_Trecho selecionado_
= = = =

Na prática, quando alguém da casa alteava a
voz indagando:
Onde
está fulano?
Outro morador, em mesmo tom, correspondia:
Está na
biblioteca nº 1!
Ou,
Está na
biblioteca nº 2!
Entre as utilidades da ampla sala de visitas à
entrada da residência, uma delas era o escritório do “velho”, onde em armário
envidraçado, portas corrediças, o aviso nada polido: “Sem exceção, não empresto
livros.”
Ai de mim se lá entrasse de pijamas.
Isso é local de trabalho, reclamava o pai, vá vestir-se de forma conveniente, completava.
Na prateleira inferior do citado móvel, à vista para quem quisesse ver – tocar, jamais – diversas armas, entre elas um Colt 45 e uma espingarda “papo amarelo”. À época comprava-se munição em qualquer casa especializada, sem maiores problemas.
Belo dia, chave esquecida na porta do armário, peguei dois ‘tresoitões’ encartuchados e fomo-nos, eu e outro desmiolado companheiro, a dar tiros em postes da rede telegráfica a 500 metros da casa. Maluquices da juventude, menos mal não haver tido consequências.
Ainda, na biblioteca nº 1, armas ao lado, voltemos aos livros, alguns dos quais com a devida permissão, eu podia manusear: a Enciclopédia Britânica, onde passeava como se fosse nos atuais celulares; diversos dicionários, eu adorava o de sinônimos e antônimos; a coleção, desde os anos 40, da revista Seleções, exemplares lidos de cabo a rabo; o Tesouro da Juventude, na prática, a televisão da minha adolescência; um ou outro romance açucarado; obras de Paulo Setúbal.
Havia,
ainda, significativa literatura maçônica e filosófica. Lembro de uma de tais
obras, intitulada “Mundo, Supra mundo, Submundo”. Furtivamente, esforcei-me em
lê-la e nada entendi. Tentativas em páginas a esmo redundaram infrutíferas.
Fechei o livro, devolvendo-o à estante; pensei ser coisa muita para minha
inteligência pouca. Provavelmente, hoje eu alcançaria o quanto ditava a
referida obra.
Chegamos à biblioteca nº 2, também tratada por “sala do trono”: espaço menor, embora amplo para os conceitos arquitetônicos atuais. Ali o velho refugiava-se na solidão de um isolamento social - como o ora vivido em tempos de Corona vírus - e punha-se a ler o jornal diário incensando o ambiente com seu “palheiro” fumegante.

= = = =

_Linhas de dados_
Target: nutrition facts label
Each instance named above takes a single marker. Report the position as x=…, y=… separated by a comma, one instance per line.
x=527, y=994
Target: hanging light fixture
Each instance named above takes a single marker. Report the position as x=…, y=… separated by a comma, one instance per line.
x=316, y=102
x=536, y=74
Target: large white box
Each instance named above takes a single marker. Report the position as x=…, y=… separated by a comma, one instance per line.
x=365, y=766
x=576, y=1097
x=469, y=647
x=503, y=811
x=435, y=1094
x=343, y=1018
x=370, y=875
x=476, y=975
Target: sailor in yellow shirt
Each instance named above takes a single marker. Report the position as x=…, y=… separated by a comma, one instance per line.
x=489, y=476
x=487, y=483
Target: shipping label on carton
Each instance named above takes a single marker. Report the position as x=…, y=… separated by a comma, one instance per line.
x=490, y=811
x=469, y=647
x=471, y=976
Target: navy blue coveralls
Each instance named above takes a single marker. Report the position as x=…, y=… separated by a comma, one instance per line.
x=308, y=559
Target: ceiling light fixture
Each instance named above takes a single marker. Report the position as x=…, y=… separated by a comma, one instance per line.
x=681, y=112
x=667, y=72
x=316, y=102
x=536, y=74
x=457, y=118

= = = =

_Complete o seguinte_
**1)** Transcreva, do trecho sobre as bibliotecas da casa, a passagem que vai de "Entre as utilidades" até "sem maiores problemas.".
**2)** No trecho sobre as bibliotecas da casa, que aviso estava no armário envidraçado do escritório do pai?
**3)** Dê sequência ao trecho sobre as bibliotecas da casa, começando logo depois da última frase apresentada.
A listagem é um material à parte, sem relação com o trecho sobre as bibliotecas da casa.

_Respostas dos exercícios_
**1)**
Entre as utilidades da ampla sala de visitas à
entrada da residência, uma delas era o escritório do “velho”, onde em armário
envidraçado, portas corrediças, o aviso nada polido: “Sem exceção, não empresto
livros.”
Ai de mim se lá entrasse de pijamas.
Isso é local de trabalho, reclamava o pai, vá vestir-se de forma conveniente, completava.
Na prateleira inferior do citado móvel, à vista para quem quisesse ver – tocar, jamais – diversas armas, entre elas um Colt 45 e uma espingarda “papo amarelo”. À época comprava-se munição em qualquer casa especializada, sem maiores problemas.

**2)** “Sem exceção, não empresto livros.”

**3)**
Bem
recordo, além de uma pia e do “trono” propriamente dito, pequena estante
abrigava jornais recentes e edições de revistas várias.
Um deles, ampla sala, minha biblioteca nº 1, local do troca-troca de vestuário, quando me transformo de idoso aposentado em peão de chácara. Nela mantenho meus livros, posto não haver espaço para tanto na residência da família.
Outrossim, sendo meu relógio biológico de satisfatória precisão, ao aqui chegar sou aturdido pelo ímpeto de acorrer à biblioteca nº 2, momento no qual, para saciar o hábito da leitura, acorro a uma das – sempre à mão - sínteses biográficas de autores famosos.
Não é que hoje, ao acaso peguei a de Machado de Assis?
Com devotado gosto e sem pressa alguma, na certeza não haveria alma alguma para interromper a paz reinante, curti o reencontro com a vida de MA.
Assim,
aproveitei a companhia de meus gatos bisbilhoteiros e das gélidas louras
maltadas propiciadoras de alcoólica valentia, para retratar cenas do passado,
deixando para vezes futuras, sabe-se lá quando - com o “cuidado de quem cata
cacos de vidro” - tentar reproduzir outros ecos cinzentos dos anos primaveris
deste gaúcho, feliz por viver na Bahia.
Há
quantos anos? A conta é fácil: 2021-1965 = 56.